— Begin —

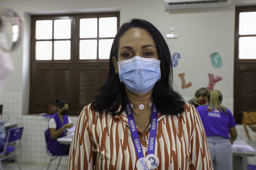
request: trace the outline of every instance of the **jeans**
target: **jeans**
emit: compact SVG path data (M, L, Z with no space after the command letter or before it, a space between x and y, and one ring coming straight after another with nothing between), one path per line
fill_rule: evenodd
M229 140L220 136L207 137L214 170L232 170L232 147Z

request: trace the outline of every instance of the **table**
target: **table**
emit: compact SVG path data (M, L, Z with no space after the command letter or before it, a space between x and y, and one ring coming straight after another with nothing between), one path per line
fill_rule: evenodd
M243 139L239 138L234 142L233 144L250 146ZM256 151L254 152L238 151L233 147L233 169L234 170L247 170L247 158L248 157L256 155Z
M5 130L7 130L11 129L17 128L18 125L17 123L5 123L4 124L4 127L5 128Z
M74 133L70 133L66 136L65 136L57 139L57 141L60 143L64 144L70 144L72 141L72 138L74 135Z

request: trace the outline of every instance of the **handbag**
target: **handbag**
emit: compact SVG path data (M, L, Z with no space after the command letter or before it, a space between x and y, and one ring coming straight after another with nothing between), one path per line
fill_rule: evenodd
M248 110L245 112L242 112L242 122L244 128L247 136L251 140L252 140L248 129L247 129L246 125L256 124L256 110Z

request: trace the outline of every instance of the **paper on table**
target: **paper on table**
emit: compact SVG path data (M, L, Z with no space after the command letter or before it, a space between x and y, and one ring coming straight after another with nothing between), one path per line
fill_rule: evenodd
M69 132L73 132L75 131L75 129L76 129L76 124L74 124L74 125L72 127L70 128L67 128L66 129L66 130L68 131Z
M233 144L232 147L238 151L256 152L256 150L249 145Z

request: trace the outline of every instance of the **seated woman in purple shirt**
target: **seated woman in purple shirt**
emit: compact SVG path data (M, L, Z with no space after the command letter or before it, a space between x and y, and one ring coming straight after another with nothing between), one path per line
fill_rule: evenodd
M222 95L219 91L212 91L208 99L208 104L196 108L205 131L213 169L231 170L231 145L237 136L236 124L230 110L221 105Z
M74 125L68 116L69 105L65 100L57 100L58 111L52 116L48 125L48 148L53 155L63 155L68 153L70 145L60 143L57 138L67 135L66 129Z

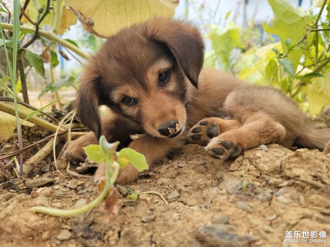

— End —

GIVEN REQUEST
Update all of the entries above by replacing "evenodd" with "nonzero" wherever it appears, and leave everything else unchanged. Omit the pictures from your answer.

RESPONSE TO THE TASK
request: trace the outline of every instance of the **jeans**
target: **jeans**
emit: compact SVG path data (M, L, Z with no space after the command letter or before it, a space between x and y, and one ring coming straight after another with nothing between), one path per line
fill_rule: nonzero
M229 140L220 136L207 137L214 170L232 170L232 147Z

request: trace the outline of every instance of the **table**
target: **table**
emit: compact SVG path data (M, L, Z with no space after the command letter or before it, a space between x and y, and one ring coming straight after another with nothing between), one path per line
fill_rule: nonzero
M243 139L239 138L234 142L233 144L250 146ZM256 151L254 152L238 151L233 147L233 169L234 170L247 170L247 158L248 157L256 155Z
M5 130L7 130L11 129L17 128L18 125L17 123L5 123L4 124L4 127L5 128Z
M74 133L70 133L66 136L65 136L57 139L57 141L60 143L64 144L70 144L72 141L72 138L74 135Z

request: trace the outline of every instance of the **handbag**
target: **handbag**
emit: compact SVG path data (M, L, Z with no space after the command letter or before it, a space between x and y, and one ring coming straight after another with nothing between), one path per line
fill_rule: nonzero
M248 110L245 112L242 112L242 122L244 128L247 136L251 140L252 140L248 129L247 129L246 125L256 124L256 110Z

request: trace the outline of every instance of the **paper on table**
target: **paper on table**
emit: compact SVG path data (M, L, Z with no space after the command letter or before it, a space between x and y, and one ring coming straight after another with nothing between), one path per line
fill_rule: nonzero
M69 132L73 132L75 131L75 129L76 129L76 124L74 124L74 125L72 127L70 128L67 128L66 129L66 130L68 131Z
M233 144L232 147L238 151L256 152L256 150L249 145Z

request: trace the outline of every instance of the **seated woman in purple shirt**
target: **seated woman in purple shirt**
emit: compact SVG path data (M, L, Z with no space after the command letter or before it, a space between x and y, and one ring coming straight after another with nothing between), one path per line
fill_rule: nonzero
M222 95L219 91L212 91L208 99L208 104L196 108L205 131L213 169L231 170L231 145L237 136L236 124L230 110L221 105Z
M74 125L68 116L69 105L65 100L57 100L58 111L52 116L48 125L48 148L53 155L63 155L68 153L70 145L60 143L57 138L67 135L66 129Z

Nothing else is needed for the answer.